◆ GIVEN PROBLEM 1 ◆
Answer these questions using the passage about Martin, one line each:
(a) Where did Martin work at the very beginning?
(b) What position was Martin eventually asked to take at the hotel?
(c) Which of the two daughters did Martin decide to marry?
◆ GIVEN PROBLEM 2 ◆
From the passage about Martin, quote word for word the part that begins with the words containing "Martin was a" and ends with "a restaurant chain.".
◆ GIVEN PROBLEM 3 ◆
Write what comes next in the passage about Martin, picking up after its final sentence.

◆ TEXT ◆
-------------------------

Martin was a hard-working person from the beginning when he worked at his father’s cigar shop and became a bellboy at a hotel nearby. He grew and learned the hotel business and was going up the ladder of responsibilities and jobs at the hotel, where he eventually was asked to become the assistant manager. He balked because he was developing a restaurant in the area and decided to put his full attention to that endeavor, which was successful and essentially became a restaurant chain.
We follow Martin as he works hard and dreams big.
He met at the hotel where he stayed and eventually became friends with three females, a mother and two daughters. One of the daughters was friendly and eventually became a business associate, which Martin relied heavily on for advice. The other daughter was shy and remote and hardly spoke with the four of them got together, which was often. He eventually decided to marry the shy daughter. She never changed her behavior after the wedding. She is almost dreamlike in the book because of her reclusiveness and diffident demeanor.

-------------------------

◆ GIVEN RECORDS ◆
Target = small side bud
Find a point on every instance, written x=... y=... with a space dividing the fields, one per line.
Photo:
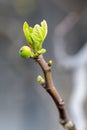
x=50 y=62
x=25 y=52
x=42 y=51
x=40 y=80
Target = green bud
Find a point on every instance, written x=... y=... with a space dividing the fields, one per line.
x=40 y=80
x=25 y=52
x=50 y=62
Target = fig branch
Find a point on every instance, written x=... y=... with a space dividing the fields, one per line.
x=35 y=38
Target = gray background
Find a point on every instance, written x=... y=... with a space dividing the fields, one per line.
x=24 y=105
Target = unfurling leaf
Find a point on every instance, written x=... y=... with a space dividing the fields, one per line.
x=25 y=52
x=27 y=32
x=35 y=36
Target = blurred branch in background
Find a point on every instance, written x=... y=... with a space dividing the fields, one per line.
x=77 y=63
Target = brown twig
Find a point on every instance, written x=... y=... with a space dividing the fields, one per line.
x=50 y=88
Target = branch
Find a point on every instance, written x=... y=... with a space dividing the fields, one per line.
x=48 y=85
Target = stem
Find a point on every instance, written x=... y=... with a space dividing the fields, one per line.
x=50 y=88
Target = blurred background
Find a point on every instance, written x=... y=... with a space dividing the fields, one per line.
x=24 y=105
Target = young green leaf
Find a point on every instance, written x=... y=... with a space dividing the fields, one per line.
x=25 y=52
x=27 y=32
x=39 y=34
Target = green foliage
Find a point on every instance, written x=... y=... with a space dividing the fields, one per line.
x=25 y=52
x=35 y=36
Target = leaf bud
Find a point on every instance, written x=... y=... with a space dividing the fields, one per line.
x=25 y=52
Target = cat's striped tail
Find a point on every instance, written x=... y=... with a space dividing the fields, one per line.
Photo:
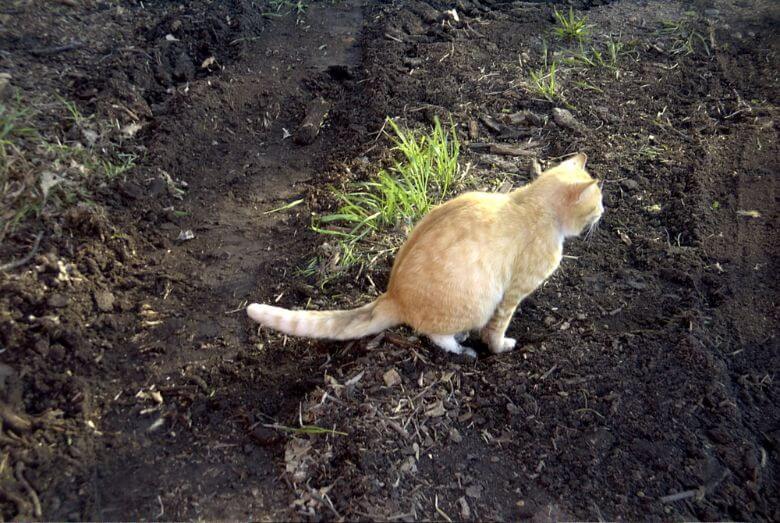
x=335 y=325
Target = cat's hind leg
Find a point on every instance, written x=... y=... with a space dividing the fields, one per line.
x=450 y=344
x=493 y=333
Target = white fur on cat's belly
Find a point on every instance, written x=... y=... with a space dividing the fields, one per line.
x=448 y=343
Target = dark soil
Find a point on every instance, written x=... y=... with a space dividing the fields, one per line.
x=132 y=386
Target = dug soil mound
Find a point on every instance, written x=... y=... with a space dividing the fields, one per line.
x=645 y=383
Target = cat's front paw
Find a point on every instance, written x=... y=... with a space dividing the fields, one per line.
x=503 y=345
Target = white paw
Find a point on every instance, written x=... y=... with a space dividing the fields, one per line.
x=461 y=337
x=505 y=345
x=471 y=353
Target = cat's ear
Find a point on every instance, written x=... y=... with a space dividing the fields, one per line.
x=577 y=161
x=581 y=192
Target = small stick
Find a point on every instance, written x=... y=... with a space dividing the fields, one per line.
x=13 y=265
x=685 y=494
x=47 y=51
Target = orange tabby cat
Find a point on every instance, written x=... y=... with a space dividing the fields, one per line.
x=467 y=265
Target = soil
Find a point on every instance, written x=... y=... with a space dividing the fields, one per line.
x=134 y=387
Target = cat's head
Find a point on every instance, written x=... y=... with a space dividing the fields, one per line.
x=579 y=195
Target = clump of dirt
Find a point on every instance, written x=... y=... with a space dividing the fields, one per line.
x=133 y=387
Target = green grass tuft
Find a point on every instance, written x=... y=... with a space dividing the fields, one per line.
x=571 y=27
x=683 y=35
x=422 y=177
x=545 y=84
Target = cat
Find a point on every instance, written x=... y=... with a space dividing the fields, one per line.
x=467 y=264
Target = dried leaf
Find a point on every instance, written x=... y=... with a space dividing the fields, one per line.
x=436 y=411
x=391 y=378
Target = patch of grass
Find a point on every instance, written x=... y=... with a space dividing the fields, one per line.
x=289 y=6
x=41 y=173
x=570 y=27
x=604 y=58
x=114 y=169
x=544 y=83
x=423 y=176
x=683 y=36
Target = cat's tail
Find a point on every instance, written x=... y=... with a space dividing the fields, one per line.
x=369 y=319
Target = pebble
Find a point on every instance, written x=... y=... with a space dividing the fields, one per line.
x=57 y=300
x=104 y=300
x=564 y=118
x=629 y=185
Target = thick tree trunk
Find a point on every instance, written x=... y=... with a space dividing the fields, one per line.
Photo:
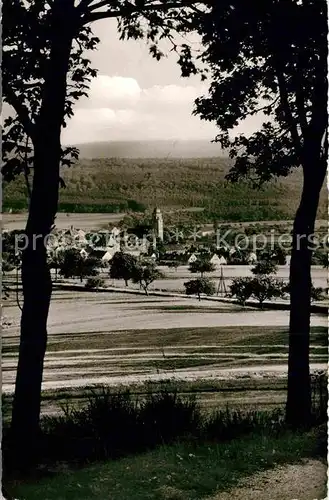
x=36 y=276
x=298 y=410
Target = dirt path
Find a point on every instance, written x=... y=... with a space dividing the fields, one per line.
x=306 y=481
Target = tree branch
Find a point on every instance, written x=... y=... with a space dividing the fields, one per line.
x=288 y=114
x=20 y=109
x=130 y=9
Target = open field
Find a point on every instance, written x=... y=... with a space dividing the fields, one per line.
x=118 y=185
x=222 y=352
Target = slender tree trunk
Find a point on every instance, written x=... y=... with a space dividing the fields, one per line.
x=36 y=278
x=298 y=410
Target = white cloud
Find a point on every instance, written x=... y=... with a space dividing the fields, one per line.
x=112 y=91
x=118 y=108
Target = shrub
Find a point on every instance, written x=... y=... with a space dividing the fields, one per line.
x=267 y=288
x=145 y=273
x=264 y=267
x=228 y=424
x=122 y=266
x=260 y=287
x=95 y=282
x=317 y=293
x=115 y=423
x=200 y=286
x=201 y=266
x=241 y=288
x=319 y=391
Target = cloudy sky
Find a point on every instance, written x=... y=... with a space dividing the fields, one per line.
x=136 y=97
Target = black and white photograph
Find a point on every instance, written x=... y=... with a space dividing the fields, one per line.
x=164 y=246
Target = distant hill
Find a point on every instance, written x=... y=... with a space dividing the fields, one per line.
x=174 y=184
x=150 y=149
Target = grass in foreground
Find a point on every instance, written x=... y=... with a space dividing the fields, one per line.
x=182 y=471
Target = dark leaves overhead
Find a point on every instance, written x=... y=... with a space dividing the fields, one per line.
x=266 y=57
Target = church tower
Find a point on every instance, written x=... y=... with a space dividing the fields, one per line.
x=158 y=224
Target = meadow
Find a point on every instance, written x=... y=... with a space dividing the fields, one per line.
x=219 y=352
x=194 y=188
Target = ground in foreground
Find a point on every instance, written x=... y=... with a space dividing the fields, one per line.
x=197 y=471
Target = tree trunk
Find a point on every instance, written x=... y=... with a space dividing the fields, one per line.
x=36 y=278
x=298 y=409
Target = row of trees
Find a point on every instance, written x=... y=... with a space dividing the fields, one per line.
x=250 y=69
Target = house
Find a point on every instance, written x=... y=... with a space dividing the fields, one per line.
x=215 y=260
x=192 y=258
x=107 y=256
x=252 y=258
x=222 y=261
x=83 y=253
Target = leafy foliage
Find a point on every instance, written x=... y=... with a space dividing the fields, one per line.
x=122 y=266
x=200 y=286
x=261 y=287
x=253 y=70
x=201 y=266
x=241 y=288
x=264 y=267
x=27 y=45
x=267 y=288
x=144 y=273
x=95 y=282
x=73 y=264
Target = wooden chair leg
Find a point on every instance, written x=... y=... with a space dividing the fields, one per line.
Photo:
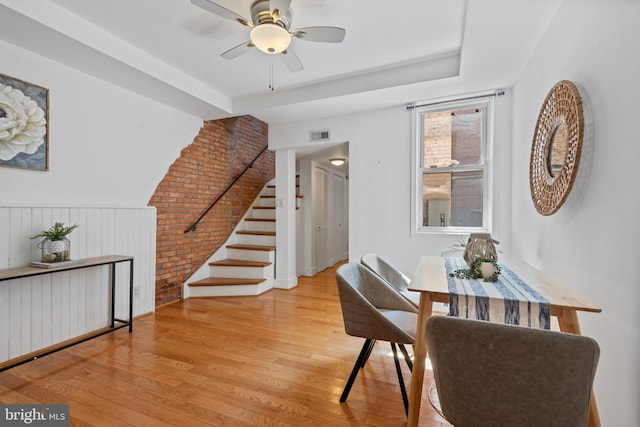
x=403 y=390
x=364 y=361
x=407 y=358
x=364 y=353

-------------------------

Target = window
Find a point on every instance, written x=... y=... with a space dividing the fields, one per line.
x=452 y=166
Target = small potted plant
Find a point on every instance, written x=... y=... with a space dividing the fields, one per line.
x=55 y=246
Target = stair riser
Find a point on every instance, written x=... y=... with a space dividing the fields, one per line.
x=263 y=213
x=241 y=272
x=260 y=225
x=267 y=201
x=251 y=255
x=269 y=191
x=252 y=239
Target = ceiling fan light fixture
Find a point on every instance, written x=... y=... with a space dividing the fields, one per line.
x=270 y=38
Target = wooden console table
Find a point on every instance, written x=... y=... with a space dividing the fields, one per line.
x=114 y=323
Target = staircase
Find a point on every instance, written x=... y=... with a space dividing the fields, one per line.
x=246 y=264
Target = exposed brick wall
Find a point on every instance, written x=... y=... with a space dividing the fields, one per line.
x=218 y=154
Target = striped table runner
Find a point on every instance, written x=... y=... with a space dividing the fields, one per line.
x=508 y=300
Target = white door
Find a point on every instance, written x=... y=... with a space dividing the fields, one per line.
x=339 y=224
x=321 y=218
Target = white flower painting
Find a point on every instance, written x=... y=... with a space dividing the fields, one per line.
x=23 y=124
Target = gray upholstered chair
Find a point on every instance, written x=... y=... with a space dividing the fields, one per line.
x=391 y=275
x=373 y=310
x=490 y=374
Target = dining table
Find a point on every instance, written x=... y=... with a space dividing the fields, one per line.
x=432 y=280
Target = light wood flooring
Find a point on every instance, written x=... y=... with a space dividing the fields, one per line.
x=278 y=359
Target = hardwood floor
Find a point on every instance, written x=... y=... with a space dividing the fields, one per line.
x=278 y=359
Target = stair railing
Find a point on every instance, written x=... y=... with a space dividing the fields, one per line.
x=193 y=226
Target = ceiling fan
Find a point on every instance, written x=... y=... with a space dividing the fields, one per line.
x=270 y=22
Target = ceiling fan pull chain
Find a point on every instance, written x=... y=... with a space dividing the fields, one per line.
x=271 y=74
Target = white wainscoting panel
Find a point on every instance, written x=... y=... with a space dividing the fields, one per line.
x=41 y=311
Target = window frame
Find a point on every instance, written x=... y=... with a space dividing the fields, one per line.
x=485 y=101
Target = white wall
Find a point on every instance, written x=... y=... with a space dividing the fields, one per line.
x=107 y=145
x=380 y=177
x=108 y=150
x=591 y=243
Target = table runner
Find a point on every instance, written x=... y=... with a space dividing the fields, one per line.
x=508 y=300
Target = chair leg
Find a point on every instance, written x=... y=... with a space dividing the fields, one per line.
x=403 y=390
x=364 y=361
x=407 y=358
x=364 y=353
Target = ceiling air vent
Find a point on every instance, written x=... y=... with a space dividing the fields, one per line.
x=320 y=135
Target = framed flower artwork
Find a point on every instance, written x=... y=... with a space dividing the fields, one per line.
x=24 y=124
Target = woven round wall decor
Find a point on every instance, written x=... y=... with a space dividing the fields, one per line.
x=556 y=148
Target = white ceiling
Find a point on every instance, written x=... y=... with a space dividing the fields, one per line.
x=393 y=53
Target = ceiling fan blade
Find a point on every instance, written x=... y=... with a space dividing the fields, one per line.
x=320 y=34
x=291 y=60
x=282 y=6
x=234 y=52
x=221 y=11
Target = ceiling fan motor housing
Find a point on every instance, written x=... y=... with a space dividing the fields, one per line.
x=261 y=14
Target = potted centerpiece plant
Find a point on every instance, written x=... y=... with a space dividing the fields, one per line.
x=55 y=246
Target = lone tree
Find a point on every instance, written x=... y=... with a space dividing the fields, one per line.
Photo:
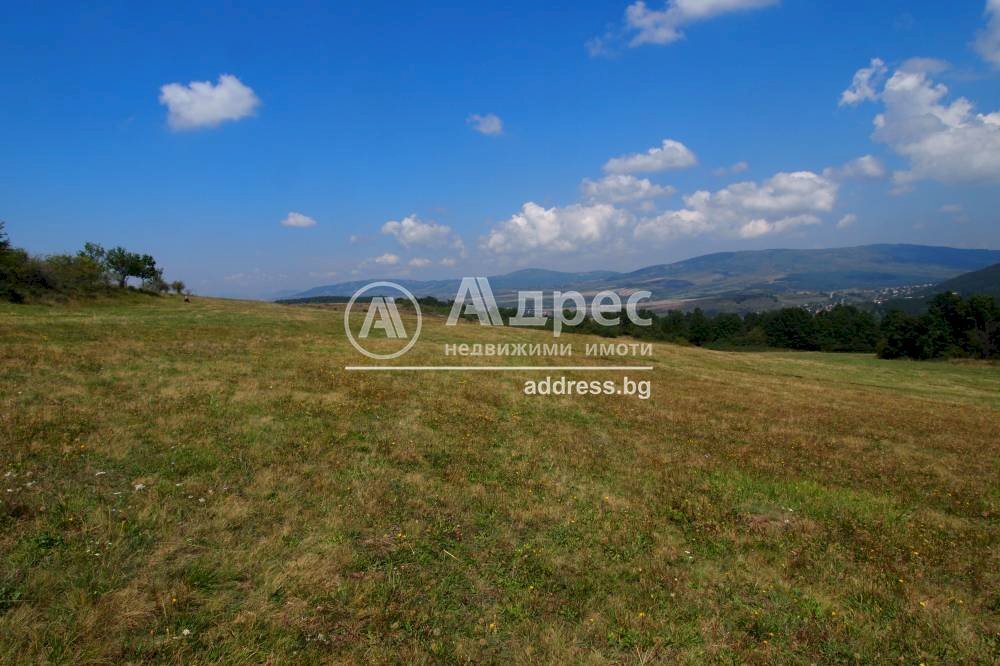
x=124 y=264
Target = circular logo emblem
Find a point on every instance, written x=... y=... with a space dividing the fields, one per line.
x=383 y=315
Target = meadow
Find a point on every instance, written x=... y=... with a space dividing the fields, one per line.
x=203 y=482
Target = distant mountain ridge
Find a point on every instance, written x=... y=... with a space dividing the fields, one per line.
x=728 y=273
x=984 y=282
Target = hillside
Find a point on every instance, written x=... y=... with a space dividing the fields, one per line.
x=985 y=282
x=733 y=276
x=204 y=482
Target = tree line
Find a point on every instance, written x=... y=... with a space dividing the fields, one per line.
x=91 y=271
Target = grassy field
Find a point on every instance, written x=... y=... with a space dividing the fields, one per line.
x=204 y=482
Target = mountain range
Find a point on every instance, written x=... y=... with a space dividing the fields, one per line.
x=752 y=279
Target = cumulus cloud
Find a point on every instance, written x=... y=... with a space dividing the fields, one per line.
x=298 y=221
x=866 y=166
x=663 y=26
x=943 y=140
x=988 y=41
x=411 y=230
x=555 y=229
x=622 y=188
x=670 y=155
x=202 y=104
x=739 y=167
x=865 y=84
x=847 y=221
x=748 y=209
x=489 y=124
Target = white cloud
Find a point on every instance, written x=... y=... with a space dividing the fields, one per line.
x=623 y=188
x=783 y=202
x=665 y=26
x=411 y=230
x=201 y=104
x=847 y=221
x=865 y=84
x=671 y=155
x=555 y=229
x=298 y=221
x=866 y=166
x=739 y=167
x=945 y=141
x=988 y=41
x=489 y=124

-------------------------

◆ TASK RESPONSE 1 ◆
(a) At his father's cigar shop.
(b) Assistant manager.
(c) The shy daughter.

◆ TASK RESPONSE 2 ◆
Martin was a hard-working person from the beginning when he worked at his father’s cigar shop and became a bellboy at a hotel nearby. He grew and learned the hotel business and was going up the ladder of responsibilities and jobs at the hotel, where he eventually was asked to become the assistant manager. He balked because he was developing a restaurant in the area and decided to put his full attention to that endeavor, which was successful and essentially became a restaurant chain.

◆ TASK RESPONSE 3 ◆
While this was going on, Martin sold his restaurant chain and decided to the hotel where he used to work as a bell boy and modernize it. When this was successful, he eventually built three more hotels. The first two were huge successes, whereas the last one made was not. Included in these hotels was a Disney vibe, besides adding various shops, including a department store several stories below street level. At his third hotel, the Disney-type of entertainment went off the rails and became more of a sideshow at the circus.
Martin finally realizes that his hotel is failing and people aren’t interested in his “dream” hotel.
The story ends with Martin in the park across the street from his hotel and mentally watching it deteriorate. Still, it seems he is already dreaming of his next project. “Life is but a dream.”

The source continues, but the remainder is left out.